Required work:
Extract each line of the material below that contains the string "twig", and reproduce those lines unchanged. The match is case-sensitive.

Exercise materials:
>> start

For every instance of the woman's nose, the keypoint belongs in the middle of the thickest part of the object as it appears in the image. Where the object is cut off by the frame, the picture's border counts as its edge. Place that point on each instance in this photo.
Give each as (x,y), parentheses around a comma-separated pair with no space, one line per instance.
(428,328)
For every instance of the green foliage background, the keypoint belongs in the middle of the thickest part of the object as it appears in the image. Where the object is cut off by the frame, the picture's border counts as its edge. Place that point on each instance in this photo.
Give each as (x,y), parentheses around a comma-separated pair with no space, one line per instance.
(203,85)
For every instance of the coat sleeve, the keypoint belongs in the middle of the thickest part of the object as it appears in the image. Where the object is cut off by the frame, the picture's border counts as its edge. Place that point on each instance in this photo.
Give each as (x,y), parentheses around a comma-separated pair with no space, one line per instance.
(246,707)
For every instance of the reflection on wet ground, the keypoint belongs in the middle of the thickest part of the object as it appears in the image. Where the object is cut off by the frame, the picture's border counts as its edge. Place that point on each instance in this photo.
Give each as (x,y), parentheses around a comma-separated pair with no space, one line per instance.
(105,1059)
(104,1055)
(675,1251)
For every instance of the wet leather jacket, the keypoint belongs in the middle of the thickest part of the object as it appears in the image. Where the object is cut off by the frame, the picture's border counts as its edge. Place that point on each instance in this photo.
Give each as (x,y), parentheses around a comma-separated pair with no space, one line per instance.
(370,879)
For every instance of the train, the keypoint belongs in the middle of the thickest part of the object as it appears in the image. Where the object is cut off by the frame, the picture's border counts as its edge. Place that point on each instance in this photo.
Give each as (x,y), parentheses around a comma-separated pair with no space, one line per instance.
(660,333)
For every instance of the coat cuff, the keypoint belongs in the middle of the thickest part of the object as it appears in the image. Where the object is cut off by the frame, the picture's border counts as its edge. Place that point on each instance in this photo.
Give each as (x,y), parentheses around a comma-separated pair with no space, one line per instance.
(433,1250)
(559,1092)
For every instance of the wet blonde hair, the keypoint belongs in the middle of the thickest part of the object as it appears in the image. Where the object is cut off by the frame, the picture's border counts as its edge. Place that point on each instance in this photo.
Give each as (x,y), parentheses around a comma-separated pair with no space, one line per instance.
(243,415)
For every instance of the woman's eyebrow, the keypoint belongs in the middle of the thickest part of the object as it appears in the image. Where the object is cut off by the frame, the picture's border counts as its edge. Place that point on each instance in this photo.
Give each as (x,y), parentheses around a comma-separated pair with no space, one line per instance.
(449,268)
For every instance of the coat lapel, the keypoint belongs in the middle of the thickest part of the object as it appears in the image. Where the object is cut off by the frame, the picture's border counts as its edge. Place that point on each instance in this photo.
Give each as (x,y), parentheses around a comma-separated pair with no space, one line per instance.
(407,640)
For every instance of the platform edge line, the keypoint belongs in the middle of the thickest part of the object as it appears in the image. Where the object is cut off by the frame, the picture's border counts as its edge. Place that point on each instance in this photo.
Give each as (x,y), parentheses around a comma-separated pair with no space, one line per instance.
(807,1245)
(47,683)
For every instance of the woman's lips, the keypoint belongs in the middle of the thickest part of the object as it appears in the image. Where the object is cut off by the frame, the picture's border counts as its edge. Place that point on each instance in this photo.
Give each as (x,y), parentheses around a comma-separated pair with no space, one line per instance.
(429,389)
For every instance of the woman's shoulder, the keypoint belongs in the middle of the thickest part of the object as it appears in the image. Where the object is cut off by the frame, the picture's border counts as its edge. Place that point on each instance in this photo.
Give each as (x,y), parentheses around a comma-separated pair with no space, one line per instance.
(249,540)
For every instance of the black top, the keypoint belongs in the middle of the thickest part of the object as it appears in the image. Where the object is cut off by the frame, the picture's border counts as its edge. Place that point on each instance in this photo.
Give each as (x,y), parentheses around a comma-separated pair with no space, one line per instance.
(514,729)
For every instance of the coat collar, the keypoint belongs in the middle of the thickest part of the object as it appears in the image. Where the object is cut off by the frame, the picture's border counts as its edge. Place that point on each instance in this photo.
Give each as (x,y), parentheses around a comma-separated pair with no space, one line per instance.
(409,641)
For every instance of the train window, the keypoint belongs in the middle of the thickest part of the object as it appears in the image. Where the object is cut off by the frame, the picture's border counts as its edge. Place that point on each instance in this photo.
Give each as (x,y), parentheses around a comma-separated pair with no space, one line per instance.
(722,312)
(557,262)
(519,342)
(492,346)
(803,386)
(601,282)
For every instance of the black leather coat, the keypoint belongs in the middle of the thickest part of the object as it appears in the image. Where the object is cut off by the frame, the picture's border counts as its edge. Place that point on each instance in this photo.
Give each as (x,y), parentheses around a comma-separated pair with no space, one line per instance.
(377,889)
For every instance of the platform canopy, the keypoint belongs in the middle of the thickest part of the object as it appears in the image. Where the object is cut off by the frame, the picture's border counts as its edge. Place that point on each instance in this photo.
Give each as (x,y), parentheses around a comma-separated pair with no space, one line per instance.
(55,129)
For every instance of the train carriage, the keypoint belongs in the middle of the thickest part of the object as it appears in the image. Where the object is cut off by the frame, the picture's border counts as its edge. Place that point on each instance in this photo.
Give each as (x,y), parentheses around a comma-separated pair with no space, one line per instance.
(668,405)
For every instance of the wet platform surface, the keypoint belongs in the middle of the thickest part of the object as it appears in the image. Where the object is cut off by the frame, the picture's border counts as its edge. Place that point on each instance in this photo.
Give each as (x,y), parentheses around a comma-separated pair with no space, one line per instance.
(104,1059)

>> end
>> start

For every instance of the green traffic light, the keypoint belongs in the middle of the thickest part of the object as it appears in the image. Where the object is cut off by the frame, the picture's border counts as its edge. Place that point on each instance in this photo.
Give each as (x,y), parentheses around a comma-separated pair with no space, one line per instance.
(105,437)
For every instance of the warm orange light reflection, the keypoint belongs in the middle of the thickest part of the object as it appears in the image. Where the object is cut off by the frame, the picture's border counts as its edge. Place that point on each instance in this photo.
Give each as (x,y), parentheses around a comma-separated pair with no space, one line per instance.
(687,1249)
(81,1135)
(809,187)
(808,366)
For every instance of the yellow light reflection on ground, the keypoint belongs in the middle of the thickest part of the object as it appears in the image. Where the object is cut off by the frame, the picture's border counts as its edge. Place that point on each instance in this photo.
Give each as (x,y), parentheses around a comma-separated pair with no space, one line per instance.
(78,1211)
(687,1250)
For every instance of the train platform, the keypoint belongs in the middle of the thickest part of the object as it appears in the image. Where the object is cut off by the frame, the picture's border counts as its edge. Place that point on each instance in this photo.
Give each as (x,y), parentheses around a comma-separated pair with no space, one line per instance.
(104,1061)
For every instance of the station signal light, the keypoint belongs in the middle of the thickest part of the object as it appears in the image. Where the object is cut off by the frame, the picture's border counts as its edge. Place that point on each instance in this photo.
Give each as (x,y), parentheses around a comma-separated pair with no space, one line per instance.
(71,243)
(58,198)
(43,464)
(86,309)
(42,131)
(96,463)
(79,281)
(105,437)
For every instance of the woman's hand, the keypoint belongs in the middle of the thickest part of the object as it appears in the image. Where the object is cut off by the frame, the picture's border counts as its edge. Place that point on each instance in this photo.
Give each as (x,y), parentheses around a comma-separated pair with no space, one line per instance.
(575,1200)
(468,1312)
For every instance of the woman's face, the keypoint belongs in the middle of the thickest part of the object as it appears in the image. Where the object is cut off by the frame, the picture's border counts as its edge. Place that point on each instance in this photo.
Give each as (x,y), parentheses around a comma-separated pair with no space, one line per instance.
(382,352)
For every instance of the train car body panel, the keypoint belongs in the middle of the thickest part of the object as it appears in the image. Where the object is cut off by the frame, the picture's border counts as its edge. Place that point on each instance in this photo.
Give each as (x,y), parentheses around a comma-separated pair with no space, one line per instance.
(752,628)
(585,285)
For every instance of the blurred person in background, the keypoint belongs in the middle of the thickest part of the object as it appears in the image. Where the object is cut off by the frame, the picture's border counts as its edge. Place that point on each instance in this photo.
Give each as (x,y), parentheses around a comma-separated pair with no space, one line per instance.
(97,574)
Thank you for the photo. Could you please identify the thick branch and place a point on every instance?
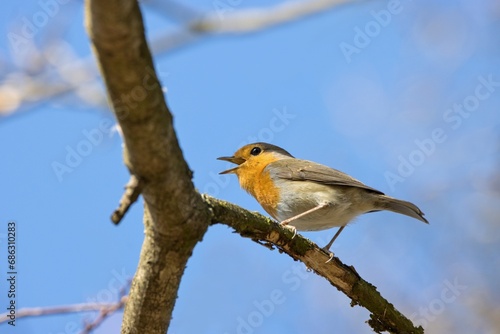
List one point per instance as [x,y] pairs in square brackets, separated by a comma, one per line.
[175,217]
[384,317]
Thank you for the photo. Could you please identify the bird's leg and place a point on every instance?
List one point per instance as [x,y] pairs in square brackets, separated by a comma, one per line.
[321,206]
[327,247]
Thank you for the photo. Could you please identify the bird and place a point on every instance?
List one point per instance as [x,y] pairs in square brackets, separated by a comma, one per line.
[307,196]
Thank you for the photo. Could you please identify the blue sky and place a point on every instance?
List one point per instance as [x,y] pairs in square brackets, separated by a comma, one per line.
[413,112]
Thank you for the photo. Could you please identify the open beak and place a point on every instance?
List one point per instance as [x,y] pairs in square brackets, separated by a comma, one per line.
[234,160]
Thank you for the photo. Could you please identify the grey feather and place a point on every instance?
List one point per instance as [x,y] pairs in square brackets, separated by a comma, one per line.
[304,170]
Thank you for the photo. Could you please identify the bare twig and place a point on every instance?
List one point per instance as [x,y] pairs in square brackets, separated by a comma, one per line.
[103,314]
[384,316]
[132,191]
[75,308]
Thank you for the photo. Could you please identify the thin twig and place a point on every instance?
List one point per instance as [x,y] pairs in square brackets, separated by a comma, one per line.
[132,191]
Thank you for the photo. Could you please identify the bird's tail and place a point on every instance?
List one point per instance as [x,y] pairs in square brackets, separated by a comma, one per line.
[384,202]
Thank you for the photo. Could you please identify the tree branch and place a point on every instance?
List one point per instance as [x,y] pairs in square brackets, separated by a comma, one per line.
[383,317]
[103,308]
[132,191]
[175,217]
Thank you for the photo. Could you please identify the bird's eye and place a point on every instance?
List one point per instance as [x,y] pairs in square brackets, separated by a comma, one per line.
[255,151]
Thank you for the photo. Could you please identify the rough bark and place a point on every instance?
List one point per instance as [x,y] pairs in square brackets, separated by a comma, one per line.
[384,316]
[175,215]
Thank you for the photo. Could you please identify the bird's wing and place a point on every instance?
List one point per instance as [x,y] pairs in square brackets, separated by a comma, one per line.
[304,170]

>> end

Task result:
Thank you for the photo. Could you please identify the bare twig and place a point on every instance?
Thank you for the photo. Could you please identify the thin twig and place a point on every instance?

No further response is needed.